▶ [EXERCISES TO COMPLETE]:
(1) Update the part of the article on motion that opens with "The other day" and closes with "motion is inspiring.", changing "coworkers" to "colleagues".
(2) Go on with the article on motion and the body's priority list, picking up after its final sentence.

▶ [TEXT BLOCK]:
··········
The other day I was talking to Victor, one of my coworkers. We were taking a break and watching ESPN. As they were showing some old baseball highlights, It prompted me to ask him what his favorite play in baseball was. He said “a diving catch in the outfield.” I will tell you my favorite baseball play at the end. Now I am a huge sports fan. I genuinely appreciate a person’s ability to control and move their body. But I am not just a sports fan, I really am a fan of motion. From watching a baby trying to crawl or seeing someone dance, or watching Usain Bolt set the world record in the men’s 100M Finals, motion is inspiring.

So as a quick review, the respiratory system gets oxygen into the body (and expels the exhaust fumes from the body) is priority; number one. Then, there is the cardiovascular system that gets oxygen via blood to all the cells in the body. (Previous articles are linked below). Keep reading to find out what is number three and number four on the priority list.
··········
▶ [Records from a dataset]:
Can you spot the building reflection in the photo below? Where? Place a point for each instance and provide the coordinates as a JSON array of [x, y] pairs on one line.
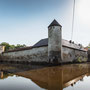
[[51, 78]]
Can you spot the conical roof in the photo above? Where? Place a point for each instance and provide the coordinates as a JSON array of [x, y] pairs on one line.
[[54, 23]]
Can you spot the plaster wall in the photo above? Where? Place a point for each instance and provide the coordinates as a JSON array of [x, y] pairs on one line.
[[40, 54]]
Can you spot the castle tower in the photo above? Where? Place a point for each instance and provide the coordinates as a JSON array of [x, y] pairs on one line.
[[55, 42]]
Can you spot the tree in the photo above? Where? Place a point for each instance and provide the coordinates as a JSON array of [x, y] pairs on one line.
[[7, 46]]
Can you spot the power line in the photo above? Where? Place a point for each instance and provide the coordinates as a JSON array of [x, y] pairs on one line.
[[73, 20]]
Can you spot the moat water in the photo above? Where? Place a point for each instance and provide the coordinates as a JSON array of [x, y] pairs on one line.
[[27, 77]]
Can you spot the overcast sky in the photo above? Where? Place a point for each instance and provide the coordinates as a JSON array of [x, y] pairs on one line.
[[26, 21]]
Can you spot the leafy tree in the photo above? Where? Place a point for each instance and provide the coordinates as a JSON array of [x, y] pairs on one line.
[[7, 46]]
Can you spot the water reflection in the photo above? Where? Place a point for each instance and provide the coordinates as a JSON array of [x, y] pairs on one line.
[[51, 78]]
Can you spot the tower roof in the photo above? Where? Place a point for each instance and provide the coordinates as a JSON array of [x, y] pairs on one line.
[[54, 23]]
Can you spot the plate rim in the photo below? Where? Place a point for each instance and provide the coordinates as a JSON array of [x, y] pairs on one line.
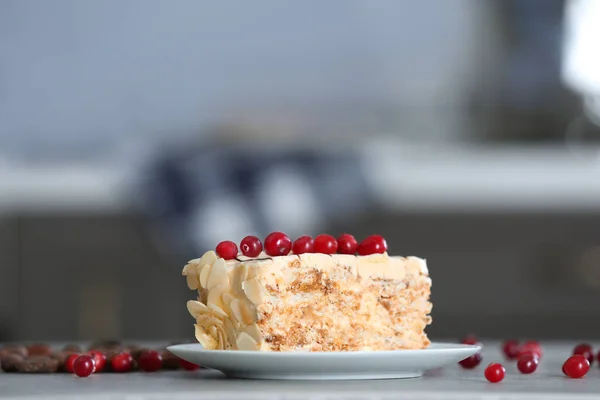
[[313, 354]]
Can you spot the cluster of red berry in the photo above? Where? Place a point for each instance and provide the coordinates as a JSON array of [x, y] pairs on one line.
[[279, 244], [528, 355], [84, 365]]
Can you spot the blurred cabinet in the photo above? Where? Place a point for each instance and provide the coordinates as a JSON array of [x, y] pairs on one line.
[[90, 277]]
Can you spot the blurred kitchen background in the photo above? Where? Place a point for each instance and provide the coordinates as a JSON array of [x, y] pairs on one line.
[[136, 134]]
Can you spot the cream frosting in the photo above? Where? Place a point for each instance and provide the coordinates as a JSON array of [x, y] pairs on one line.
[[315, 302]]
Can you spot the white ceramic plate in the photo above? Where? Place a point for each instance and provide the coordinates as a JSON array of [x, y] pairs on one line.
[[326, 366]]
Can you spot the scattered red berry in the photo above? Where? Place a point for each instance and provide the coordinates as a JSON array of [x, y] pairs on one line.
[[494, 372], [150, 361], [471, 362], [531, 347], [576, 366], [304, 244], [227, 250], [277, 244], [585, 350], [99, 360], [528, 363], [122, 362], [70, 361], [251, 246], [374, 244], [188, 366], [347, 244], [511, 349], [325, 244], [83, 366]]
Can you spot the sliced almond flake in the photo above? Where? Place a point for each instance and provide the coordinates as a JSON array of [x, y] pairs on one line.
[[214, 297], [212, 330], [196, 308], [249, 314], [245, 342], [254, 332], [239, 275], [204, 272], [227, 299], [236, 310], [186, 270], [254, 290], [218, 310], [229, 331], [207, 321], [221, 339], [207, 341], [208, 258], [192, 281], [218, 274]]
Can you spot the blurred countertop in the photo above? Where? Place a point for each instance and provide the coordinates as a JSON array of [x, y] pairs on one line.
[[404, 177], [451, 382]]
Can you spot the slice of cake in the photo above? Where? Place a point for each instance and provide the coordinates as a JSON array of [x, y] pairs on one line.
[[309, 301]]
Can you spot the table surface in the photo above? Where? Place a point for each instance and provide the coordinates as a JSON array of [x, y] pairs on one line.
[[449, 383]]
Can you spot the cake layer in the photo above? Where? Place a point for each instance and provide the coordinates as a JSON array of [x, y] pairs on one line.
[[310, 302]]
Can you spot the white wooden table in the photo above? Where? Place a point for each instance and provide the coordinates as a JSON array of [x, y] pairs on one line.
[[449, 383]]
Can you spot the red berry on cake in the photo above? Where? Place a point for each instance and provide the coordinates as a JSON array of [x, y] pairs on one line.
[[304, 244], [494, 372], [374, 244], [277, 244], [347, 244], [251, 246], [325, 244], [227, 250]]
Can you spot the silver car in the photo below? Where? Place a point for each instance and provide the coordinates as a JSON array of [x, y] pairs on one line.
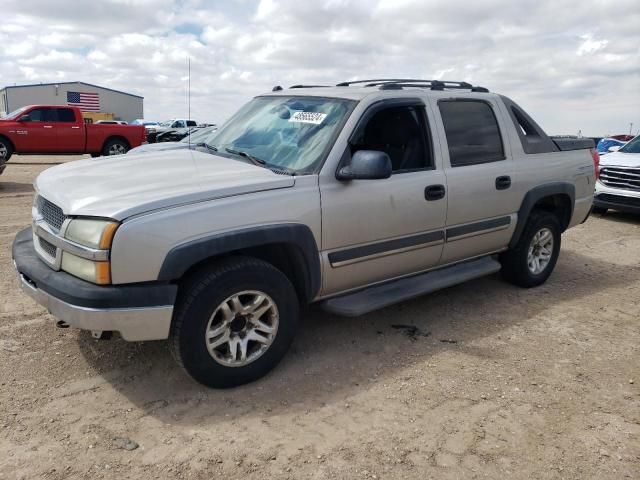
[[355, 197]]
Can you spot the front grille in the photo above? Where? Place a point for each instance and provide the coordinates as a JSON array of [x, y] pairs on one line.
[[618, 177], [619, 199], [51, 213], [47, 247]]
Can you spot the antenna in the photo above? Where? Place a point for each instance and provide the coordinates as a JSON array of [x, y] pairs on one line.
[[189, 99]]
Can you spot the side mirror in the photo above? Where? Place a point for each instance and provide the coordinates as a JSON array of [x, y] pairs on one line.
[[366, 165]]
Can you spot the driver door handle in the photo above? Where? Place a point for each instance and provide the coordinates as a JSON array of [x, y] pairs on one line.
[[502, 183], [434, 192]]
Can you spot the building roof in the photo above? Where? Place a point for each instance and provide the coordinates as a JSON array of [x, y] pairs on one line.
[[69, 83]]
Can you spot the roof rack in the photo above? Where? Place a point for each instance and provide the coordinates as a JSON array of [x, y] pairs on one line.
[[399, 83]]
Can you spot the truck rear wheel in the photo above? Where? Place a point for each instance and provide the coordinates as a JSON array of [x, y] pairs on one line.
[[115, 147], [5, 151], [534, 257], [234, 322]]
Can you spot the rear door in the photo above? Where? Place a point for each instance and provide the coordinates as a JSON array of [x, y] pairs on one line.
[[38, 133], [69, 131], [482, 202], [375, 230]]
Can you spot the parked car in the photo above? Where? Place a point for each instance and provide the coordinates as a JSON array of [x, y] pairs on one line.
[[607, 145], [110, 122], [199, 138], [54, 129], [354, 197], [175, 135], [618, 185], [150, 128], [174, 124]]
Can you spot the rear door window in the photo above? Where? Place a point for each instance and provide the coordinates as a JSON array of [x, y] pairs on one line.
[[472, 132]]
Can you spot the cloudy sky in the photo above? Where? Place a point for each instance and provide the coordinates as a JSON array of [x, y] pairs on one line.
[[574, 65]]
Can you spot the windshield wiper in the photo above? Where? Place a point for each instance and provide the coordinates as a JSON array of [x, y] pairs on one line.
[[260, 162], [251, 158]]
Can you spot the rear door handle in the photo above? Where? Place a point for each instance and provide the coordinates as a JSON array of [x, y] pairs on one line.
[[434, 192], [502, 183]]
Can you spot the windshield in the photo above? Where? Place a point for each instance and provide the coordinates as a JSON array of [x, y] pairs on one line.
··········
▶ [RESPONSE LIST]:
(1)
The other day I was talking to Victor, one of my colleagues. We were taking a break and watching ESPN. As they were showing some old baseball highlights, It prompted me to ask him what his favorite play in baseball was. He said “a diving catch in the outfield.” I will tell you my favorite baseball play at the end. Now I am a huge sports fan. I genuinely appreciate a person’s ability to control and move their body. But I am not just a sports fan, I really am a fan of motion. From watching a baby trying to crawl or seeing someone dance, or watching Usain Bolt set the world record in the men’s 100M Finals, motion is inspiring.

(2)
Moving a body can create any effect. The motion of a body is created really by two body  systems; the musculoskeletal system and the nervous system. The musculoskeletal system is the framework or underlying structure of the body. It consists of all the muscles, bones, joints, tendons and ligaments. Muscles contract to cause motion. An easy example of a muscle is your bicep. Go ahead and flex. Nice! A joint is the place where two or more bones meet. Your elbow is a good example of a joint. Ligaments are the strong fibrous connective tissues that hold joints together. The word ligament comes from Latin ligamentum ‘bond,’ from ligare ‘to bind.’ A tendon is the cord of strong flexible tissue that connects the muscle to the bone at the insertion. Muscles have an origin or place where they begin and an insertion or place where it attaches to a bone to create movement when the muscle contracts or shortens. There are over six hundred skeletal muscles in a human body. There are two hundred and six bones in a human body. There is obviously a lot more we could go over, but for simplicity we can think with these points. See the diagram below and read this paragraph again.

Now, the nervous system consists of the brain, spinal cord and nerves. The purpose of the nervous system is to coordinate the motion of the body and to help with awareness or perception of the motion of the body. The nervous system also aids in the perception (awareness) of motion or energy in your environment surrounding your body. The nervous system essentially consists of cells that combine to act like “wires” that send signals from the brain to the body to control the motion of the body and from the body back to the brain to help us perceive motion or energy from the environment. Anything that interferes with the ability of these signals to travel will impair a person’s motion and perceptions. Interference can be structural such as a pinched nerve or chemical such as alcohol or drugs or some medications.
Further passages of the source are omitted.